**Exercise brief**: Return each line of the records below that contains the string "orange", matching case exactly.

Records from a collection:
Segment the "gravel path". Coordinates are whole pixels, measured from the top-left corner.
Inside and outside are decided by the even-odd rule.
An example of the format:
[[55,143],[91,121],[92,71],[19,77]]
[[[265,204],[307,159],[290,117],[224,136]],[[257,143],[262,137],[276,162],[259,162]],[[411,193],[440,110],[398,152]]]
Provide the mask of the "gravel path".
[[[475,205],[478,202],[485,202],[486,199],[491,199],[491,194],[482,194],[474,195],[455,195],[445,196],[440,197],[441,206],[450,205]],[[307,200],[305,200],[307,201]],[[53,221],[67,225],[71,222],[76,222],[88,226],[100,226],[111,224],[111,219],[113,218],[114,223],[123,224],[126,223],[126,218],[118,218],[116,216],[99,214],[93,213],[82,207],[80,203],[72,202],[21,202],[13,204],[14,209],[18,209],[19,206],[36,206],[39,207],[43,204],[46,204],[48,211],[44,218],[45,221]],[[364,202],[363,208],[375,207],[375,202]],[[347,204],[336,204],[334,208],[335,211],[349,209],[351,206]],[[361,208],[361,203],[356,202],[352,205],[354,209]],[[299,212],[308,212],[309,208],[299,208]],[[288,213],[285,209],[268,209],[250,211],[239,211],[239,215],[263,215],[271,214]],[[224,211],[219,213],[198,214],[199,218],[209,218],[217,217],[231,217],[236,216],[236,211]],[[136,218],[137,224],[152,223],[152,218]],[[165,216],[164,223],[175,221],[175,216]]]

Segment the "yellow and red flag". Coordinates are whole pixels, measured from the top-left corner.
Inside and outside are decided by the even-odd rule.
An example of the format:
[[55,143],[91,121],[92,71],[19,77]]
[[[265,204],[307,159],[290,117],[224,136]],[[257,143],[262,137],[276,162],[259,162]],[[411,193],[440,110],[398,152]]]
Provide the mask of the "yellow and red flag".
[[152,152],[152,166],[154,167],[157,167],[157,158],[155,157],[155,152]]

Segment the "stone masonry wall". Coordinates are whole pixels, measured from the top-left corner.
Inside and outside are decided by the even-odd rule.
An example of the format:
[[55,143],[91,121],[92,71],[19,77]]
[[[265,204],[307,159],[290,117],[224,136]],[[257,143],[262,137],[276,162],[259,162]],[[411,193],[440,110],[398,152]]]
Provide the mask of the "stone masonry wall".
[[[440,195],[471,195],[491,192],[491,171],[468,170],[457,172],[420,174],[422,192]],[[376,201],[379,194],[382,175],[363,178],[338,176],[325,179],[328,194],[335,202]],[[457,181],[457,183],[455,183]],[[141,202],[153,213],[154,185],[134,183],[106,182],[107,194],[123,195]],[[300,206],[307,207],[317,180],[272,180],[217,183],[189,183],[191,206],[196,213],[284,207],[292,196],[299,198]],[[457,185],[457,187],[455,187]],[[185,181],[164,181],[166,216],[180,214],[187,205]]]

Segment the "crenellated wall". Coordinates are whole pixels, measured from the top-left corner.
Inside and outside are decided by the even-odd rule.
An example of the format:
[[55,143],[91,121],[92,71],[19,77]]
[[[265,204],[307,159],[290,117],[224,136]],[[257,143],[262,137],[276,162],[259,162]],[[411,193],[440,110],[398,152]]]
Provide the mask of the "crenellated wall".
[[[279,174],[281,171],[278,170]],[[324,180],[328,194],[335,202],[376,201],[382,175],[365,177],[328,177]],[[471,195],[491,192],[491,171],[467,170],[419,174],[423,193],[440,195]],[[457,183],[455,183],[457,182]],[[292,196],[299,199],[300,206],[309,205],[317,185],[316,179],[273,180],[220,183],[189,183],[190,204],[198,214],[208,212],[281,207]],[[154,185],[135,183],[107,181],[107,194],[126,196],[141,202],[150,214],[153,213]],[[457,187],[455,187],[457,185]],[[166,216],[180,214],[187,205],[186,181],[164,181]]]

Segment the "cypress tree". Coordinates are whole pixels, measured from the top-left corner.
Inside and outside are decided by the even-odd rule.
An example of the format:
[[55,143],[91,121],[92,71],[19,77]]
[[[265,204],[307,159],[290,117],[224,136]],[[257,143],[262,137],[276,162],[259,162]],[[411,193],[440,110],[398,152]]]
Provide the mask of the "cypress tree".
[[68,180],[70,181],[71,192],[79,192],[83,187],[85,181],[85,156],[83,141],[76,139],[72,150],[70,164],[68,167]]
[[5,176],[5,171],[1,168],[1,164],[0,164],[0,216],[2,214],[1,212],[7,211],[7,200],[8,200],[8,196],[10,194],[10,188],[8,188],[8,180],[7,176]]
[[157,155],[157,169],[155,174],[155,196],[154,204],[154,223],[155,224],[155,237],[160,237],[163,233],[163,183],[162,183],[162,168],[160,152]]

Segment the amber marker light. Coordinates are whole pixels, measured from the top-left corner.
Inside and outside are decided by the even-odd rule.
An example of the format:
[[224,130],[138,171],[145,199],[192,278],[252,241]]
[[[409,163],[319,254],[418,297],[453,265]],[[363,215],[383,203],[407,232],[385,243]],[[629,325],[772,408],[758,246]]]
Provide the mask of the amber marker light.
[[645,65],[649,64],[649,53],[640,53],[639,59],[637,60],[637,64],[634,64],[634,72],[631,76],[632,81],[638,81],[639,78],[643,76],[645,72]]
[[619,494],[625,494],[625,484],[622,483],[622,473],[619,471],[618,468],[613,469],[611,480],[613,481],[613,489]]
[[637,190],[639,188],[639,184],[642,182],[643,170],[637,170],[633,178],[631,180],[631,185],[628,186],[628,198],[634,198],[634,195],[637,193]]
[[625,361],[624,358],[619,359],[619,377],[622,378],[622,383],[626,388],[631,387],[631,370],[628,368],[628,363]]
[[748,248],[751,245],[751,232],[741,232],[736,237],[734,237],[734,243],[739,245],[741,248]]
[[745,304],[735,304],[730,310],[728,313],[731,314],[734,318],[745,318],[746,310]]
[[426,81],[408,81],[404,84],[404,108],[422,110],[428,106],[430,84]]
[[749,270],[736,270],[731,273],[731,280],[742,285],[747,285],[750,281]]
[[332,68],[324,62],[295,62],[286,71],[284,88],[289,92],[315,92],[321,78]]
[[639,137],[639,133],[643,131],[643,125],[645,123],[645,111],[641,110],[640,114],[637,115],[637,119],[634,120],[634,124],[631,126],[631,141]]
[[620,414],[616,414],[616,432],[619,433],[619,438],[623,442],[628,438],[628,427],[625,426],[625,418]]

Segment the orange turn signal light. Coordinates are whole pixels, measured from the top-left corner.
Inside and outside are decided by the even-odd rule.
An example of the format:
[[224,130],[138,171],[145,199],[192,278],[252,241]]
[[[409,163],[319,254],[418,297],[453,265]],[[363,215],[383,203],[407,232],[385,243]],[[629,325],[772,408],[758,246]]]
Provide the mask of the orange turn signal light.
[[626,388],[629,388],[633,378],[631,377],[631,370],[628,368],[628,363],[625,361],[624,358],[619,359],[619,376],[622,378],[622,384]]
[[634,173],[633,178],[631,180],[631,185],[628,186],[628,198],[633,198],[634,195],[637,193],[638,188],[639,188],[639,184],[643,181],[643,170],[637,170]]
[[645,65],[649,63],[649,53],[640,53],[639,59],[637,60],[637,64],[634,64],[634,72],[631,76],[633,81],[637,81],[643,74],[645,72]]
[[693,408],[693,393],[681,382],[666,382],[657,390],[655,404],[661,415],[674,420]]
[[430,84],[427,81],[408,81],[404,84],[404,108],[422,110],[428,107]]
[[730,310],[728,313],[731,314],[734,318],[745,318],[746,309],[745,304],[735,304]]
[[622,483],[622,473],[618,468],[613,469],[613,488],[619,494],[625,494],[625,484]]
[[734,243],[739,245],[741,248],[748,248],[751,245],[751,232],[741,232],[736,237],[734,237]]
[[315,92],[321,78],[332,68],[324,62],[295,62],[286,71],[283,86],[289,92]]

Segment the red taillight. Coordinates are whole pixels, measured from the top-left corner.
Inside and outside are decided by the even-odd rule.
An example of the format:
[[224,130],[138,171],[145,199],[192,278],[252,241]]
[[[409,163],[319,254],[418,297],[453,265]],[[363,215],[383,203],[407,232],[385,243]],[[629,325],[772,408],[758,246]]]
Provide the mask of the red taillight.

**Task solution**:
Segment the orange turn signal light. Coordinates are whole pixels, measured from the top-left corner.
Provide the mask of the orange turn signal light.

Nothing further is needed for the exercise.